Point-per-instance localization data:

======

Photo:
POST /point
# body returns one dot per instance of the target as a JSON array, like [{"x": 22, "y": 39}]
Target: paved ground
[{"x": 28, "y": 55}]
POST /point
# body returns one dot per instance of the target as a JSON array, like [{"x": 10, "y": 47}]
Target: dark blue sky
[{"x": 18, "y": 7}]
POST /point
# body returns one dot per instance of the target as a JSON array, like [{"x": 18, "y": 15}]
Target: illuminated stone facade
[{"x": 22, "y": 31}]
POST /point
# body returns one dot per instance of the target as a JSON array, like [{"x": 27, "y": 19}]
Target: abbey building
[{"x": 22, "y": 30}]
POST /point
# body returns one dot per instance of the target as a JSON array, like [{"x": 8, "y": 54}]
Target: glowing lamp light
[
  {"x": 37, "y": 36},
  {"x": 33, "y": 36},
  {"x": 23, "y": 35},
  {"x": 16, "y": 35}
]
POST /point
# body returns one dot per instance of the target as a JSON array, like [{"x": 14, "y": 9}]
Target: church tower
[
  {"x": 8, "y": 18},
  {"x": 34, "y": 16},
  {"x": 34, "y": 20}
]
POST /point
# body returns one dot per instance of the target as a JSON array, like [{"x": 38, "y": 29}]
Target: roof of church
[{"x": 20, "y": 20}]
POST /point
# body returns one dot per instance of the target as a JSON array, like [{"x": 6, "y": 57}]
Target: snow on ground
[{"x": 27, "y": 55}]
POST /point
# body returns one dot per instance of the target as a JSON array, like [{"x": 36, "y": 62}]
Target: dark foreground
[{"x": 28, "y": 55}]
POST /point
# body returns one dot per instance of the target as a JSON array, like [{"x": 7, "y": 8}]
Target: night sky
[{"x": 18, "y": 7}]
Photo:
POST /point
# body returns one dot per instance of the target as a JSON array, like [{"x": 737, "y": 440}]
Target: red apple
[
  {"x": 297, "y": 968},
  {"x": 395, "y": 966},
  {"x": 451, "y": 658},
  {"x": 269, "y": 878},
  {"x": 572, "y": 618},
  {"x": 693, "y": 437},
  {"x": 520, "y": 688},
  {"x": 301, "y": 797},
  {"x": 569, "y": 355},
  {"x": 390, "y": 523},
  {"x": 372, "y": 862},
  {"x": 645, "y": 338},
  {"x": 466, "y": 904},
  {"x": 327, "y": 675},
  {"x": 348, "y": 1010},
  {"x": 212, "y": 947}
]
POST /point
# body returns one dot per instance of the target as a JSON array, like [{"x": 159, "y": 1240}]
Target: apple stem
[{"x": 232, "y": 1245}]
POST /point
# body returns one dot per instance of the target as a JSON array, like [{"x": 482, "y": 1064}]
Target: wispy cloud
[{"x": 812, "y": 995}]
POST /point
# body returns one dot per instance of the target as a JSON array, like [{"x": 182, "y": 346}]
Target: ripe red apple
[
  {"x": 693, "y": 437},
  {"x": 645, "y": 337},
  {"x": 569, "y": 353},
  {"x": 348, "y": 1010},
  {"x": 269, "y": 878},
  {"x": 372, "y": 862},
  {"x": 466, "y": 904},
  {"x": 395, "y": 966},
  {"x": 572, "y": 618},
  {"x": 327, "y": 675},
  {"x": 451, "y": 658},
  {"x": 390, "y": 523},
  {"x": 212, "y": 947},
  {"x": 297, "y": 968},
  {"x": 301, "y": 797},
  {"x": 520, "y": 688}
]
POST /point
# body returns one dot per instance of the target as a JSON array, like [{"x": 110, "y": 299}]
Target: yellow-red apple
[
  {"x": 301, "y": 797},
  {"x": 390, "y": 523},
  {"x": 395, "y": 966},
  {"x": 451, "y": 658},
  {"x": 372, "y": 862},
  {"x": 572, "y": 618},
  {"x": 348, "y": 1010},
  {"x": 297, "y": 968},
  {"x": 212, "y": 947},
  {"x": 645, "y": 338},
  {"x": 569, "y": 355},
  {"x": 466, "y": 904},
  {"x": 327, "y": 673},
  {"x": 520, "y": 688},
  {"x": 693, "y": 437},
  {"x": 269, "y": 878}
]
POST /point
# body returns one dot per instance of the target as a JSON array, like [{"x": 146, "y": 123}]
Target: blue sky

======

Each entry above should be output again, precisely as given.

** Result for this task **
Photo:
POST /point
# body returns one dot per instance of the target as a JSON array, like [{"x": 22, "y": 39}]
Target: paved ground
[{"x": 28, "y": 55}]
POST /point
# body returns one dot per instance of the target as a JSON array, like [{"x": 10, "y": 47}]
Target: dark blue sky
[{"x": 18, "y": 7}]
POST /point
# body returns one dot per instance of the target as a JSON array, like [{"x": 18, "y": 15}]
Target: illuminated stone facade
[{"x": 22, "y": 31}]
POST /point
# body returns one dot per instance of the target as a JSON array, like [{"x": 27, "y": 19}]
Target: abbey building
[{"x": 22, "y": 30}]
POST /point
# body returns one dot per instance of the target as a JSON array, like [{"x": 8, "y": 54}]
Target: glowing lamp light
[
  {"x": 37, "y": 36},
  {"x": 33, "y": 36},
  {"x": 23, "y": 35},
  {"x": 16, "y": 35}
]
POST /point
# body returns one dot per instance of the target as a JSON array, like [{"x": 14, "y": 9}]
Target: church tower
[
  {"x": 8, "y": 18},
  {"x": 34, "y": 16},
  {"x": 34, "y": 20}
]
POST /point
# body returns one dot per instance of the target as a JSON array, like [{"x": 38, "y": 29}]
Target: roof of church
[{"x": 20, "y": 20}]
POST /point
# body returns one dot per instance of the target as a JSON array, like [{"x": 6, "y": 57}]
Target: snow on ground
[{"x": 27, "y": 55}]
POST /point
# body returns one dot per instance of the target as a JSON array, like [{"x": 36, "y": 62}]
Target: dark foreground
[{"x": 28, "y": 55}]
POST /point
# body returns one dot per instance of the target as a JSON array, like [{"x": 7, "y": 8}]
Target: night sky
[{"x": 18, "y": 7}]
Photo:
POST /point
# body returns one dot per instance of the target as a JSON array, like [{"x": 737, "y": 440}]
Target: red apple
[
  {"x": 297, "y": 968},
  {"x": 395, "y": 966},
  {"x": 451, "y": 658},
  {"x": 269, "y": 878},
  {"x": 572, "y": 618},
  {"x": 693, "y": 437},
  {"x": 520, "y": 688},
  {"x": 301, "y": 797},
  {"x": 569, "y": 355},
  {"x": 390, "y": 523},
  {"x": 372, "y": 862},
  {"x": 645, "y": 338},
  {"x": 466, "y": 904},
  {"x": 327, "y": 675},
  {"x": 348, "y": 1010},
  {"x": 212, "y": 947}
]
POST /point
# body returns one dot per instance of the target as a JSON array, like [{"x": 159, "y": 1240}]
Target: apple stem
[{"x": 232, "y": 1245}]
POST /point
# body returns one dot per instance of the target as a JSON array, like [{"x": 482, "y": 1064}]
Target: wispy cloud
[{"x": 812, "y": 995}]
POST /point
# body returns one dot per instance of the target as a JSON array, like [{"x": 182, "y": 346}]
Target: ripe red apple
[
  {"x": 693, "y": 437},
  {"x": 645, "y": 337},
  {"x": 569, "y": 353},
  {"x": 348, "y": 1010},
  {"x": 269, "y": 878},
  {"x": 372, "y": 862},
  {"x": 466, "y": 904},
  {"x": 395, "y": 966},
  {"x": 572, "y": 618},
  {"x": 327, "y": 675},
  {"x": 451, "y": 658},
  {"x": 390, "y": 523},
  {"x": 212, "y": 947},
  {"x": 297, "y": 968},
  {"x": 301, "y": 797},
  {"x": 520, "y": 688}
]
POST /point
# body returns one dot per instance of the target as a JSON array, like [{"x": 110, "y": 299}]
Target: yellow-red apple
[
  {"x": 301, "y": 797},
  {"x": 390, "y": 523},
  {"x": 395, "y": 966},
  {"x": 451, "y": 658},
  {"x": 372, "y": 862},
  {"x": 572, "y": 618},
  {"x": 348, "y": 1010},
  {"x": 297, "y": 968},
  {"x": 212, "y": 947},
  {"x": 645, "y": 338},
  {"x": 569, "y": 355},
  {"x": 466, "y": 904},
  {"x": 327, "y": 673},
  {"x": 520, "y": 688},
  {"x": 693, "y": 437},
  {"x": 269, "y": 878}
]
POST /point
# body returns one dot per instance of the target as a JSON array, like [{"x": 146, "y": 123}]
Target: blue sky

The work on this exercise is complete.